--- start THE DATA ---

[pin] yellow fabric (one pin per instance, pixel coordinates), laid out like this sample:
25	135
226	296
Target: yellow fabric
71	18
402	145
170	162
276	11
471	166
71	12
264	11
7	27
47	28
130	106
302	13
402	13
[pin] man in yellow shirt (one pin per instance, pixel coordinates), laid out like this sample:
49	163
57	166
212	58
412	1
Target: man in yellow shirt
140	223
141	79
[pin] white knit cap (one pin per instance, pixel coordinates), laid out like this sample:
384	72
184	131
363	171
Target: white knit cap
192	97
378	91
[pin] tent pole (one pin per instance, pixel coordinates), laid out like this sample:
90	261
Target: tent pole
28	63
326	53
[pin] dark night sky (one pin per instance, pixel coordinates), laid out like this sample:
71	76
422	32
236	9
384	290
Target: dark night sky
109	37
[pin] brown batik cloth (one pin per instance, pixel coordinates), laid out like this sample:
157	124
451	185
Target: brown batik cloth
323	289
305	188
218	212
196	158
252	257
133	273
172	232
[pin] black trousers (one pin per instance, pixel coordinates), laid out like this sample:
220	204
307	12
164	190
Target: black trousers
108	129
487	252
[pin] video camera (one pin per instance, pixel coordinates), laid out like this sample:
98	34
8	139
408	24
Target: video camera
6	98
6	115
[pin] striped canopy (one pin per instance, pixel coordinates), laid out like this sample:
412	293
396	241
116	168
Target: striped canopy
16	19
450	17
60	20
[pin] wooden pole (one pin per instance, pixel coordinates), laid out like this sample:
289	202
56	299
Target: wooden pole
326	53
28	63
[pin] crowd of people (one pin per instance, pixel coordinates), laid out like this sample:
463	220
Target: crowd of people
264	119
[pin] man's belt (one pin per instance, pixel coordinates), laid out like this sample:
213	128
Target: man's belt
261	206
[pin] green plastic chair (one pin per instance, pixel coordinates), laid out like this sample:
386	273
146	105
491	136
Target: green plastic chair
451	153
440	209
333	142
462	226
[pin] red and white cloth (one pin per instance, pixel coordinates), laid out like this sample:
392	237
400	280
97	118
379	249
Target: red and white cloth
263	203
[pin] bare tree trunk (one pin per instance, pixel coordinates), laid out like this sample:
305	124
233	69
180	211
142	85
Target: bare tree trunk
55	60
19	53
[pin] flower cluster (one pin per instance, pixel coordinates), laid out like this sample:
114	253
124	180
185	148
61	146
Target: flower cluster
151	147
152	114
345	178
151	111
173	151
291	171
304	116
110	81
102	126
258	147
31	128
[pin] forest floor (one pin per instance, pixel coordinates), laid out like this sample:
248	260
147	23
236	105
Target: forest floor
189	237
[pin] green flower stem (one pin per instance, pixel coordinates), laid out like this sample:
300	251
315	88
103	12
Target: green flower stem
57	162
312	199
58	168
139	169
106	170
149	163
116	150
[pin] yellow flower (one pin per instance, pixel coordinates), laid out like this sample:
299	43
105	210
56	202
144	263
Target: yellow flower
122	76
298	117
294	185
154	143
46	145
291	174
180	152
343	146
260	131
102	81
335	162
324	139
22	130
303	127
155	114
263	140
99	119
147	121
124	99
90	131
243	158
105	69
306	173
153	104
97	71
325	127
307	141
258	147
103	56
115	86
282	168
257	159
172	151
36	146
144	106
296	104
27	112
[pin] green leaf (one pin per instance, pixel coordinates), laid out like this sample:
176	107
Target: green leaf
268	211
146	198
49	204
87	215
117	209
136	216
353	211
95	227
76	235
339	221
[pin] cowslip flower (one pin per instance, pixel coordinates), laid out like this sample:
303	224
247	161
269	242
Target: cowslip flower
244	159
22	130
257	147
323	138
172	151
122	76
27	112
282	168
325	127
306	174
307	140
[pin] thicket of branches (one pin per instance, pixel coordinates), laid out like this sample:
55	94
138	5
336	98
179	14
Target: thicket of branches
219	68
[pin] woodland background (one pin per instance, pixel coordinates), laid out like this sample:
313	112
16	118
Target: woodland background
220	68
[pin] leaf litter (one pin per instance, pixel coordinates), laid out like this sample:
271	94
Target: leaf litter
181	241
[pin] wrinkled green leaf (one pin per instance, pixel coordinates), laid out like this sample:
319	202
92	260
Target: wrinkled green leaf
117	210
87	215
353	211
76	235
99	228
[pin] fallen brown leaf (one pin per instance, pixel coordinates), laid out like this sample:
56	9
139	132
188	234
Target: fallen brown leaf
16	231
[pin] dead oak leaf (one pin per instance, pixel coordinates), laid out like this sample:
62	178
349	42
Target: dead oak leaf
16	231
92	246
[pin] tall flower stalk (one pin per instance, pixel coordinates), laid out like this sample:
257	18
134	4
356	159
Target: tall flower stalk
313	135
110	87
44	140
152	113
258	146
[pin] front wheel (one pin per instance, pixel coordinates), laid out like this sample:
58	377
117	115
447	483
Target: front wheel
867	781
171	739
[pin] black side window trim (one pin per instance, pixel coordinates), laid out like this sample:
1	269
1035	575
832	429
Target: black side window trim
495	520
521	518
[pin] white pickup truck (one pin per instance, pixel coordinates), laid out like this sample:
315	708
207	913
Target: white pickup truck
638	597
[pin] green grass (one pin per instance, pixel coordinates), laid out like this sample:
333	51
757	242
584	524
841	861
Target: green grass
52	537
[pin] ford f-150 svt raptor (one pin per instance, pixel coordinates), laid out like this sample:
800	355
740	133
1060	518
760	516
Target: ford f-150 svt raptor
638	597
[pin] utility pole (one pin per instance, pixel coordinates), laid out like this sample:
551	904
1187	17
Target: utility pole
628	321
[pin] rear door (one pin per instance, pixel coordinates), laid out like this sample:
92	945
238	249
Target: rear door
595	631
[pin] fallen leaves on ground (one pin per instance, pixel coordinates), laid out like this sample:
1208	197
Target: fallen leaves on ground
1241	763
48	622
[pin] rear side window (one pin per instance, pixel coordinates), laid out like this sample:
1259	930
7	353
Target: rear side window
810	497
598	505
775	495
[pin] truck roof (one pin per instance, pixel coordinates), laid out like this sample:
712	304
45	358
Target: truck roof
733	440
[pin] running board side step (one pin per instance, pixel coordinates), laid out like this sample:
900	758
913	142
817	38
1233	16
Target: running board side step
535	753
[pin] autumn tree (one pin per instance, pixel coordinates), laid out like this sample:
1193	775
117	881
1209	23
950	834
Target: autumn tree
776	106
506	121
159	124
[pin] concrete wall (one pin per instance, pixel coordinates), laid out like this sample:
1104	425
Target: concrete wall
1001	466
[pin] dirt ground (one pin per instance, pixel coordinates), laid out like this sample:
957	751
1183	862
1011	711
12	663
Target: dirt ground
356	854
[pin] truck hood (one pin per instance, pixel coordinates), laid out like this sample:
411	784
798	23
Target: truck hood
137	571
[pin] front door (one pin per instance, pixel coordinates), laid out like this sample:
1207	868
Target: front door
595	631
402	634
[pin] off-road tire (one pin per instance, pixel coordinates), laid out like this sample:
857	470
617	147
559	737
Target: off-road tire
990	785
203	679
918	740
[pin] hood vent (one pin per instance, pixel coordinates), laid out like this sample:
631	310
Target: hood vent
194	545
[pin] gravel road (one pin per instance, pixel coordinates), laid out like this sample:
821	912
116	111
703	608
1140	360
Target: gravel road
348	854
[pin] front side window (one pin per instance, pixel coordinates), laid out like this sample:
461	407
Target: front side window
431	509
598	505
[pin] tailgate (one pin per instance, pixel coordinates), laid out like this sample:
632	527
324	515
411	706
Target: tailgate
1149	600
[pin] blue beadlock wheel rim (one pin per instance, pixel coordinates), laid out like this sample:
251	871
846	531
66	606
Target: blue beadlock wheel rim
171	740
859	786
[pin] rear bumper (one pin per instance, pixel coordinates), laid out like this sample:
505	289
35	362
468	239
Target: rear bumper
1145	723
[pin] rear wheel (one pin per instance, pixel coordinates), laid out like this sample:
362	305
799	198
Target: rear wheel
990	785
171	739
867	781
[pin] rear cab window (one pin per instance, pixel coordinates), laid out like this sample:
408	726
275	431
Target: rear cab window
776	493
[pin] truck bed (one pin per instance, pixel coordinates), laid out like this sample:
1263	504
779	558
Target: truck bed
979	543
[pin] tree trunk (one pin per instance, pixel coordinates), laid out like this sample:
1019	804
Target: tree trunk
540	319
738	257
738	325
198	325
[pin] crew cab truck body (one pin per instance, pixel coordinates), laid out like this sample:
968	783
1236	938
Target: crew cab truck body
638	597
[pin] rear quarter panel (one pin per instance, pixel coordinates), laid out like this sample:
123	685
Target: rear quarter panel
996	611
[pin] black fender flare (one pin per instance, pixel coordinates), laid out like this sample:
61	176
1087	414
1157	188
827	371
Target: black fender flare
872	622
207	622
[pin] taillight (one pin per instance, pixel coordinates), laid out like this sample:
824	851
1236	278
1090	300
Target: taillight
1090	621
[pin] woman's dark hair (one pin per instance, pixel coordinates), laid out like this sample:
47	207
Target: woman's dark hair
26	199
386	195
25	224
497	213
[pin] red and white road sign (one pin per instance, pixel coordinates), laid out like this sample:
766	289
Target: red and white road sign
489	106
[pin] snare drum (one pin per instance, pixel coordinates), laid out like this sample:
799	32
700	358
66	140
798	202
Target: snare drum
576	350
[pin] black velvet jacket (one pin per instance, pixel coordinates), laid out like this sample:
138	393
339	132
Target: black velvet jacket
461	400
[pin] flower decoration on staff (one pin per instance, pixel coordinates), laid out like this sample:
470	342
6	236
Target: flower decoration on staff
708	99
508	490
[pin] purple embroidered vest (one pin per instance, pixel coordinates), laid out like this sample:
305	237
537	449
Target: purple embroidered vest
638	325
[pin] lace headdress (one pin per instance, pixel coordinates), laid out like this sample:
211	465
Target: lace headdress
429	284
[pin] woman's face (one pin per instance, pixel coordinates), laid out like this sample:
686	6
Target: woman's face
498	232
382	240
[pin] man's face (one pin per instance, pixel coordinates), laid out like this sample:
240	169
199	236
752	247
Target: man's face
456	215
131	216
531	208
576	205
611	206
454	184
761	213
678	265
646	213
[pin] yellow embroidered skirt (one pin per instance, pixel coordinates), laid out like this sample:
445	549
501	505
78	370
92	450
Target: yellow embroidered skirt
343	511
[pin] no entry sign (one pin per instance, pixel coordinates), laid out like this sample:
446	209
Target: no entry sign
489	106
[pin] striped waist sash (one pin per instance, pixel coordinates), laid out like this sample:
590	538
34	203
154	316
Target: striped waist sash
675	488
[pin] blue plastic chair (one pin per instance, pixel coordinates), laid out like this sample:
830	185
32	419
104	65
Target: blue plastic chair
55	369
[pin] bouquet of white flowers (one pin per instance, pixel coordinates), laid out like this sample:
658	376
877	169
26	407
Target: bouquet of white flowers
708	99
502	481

--- end THE DATA ---

- [AIM]: Reproduce, word for word, only the lines from the one that contains "[pin] woman's face" through the final line.

- [RESPONSE]:
[pin] woman's face (one pin per instance, pixel coordinates), laid out like this sample:
686	6
Target: woman's face
498	232
382	240
[pin] man's face (one pin per instance, pixel coordinates), laid out like this sample:
240	169
199	236
752	247
Target: man's face
456	215
131	216
531	208
576	205
611	206
454	184
761	213
678	265
646	213
[pin] yellow embroidered skirt (one pin per instance, pixel coordinates), laid out like this sample:
445	549
501	505
78	370
92	450
Target: yellow embroidered skirt
343	511
[pin] no entry sign (one pin per instance, pixel coordinates), laid out like this sample:
446	209
Target: no entry sign
489	106
[pin] striped waist sash (one pin per instance, pixel coordinates), laid out like this sample:
590	538
34	203
154	316
Target: striped waist sash
675	488
[pin] blue plastic chair (one pin per instance, pixel coordinates), laid out like this sample:
830	185
32	419
104	65
Target: blue plastic chair
55	369
[pin] bouquet of white flowers (one pin per instance, pixel coordinates), laid out like this sample:
658	376
877	169
26	407
Target: bouquet of white flowers
708	99
502	481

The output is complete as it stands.